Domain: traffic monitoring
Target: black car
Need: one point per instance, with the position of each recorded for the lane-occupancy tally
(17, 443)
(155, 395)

Task directions:
Please copy the lines above word for word.

Result of this exercise:
Domain: traffic monitoring
Target: black car
Need: one point per instance, with the position of each recorded for the lane-occupancy tally
(17, 443)
(155, 395)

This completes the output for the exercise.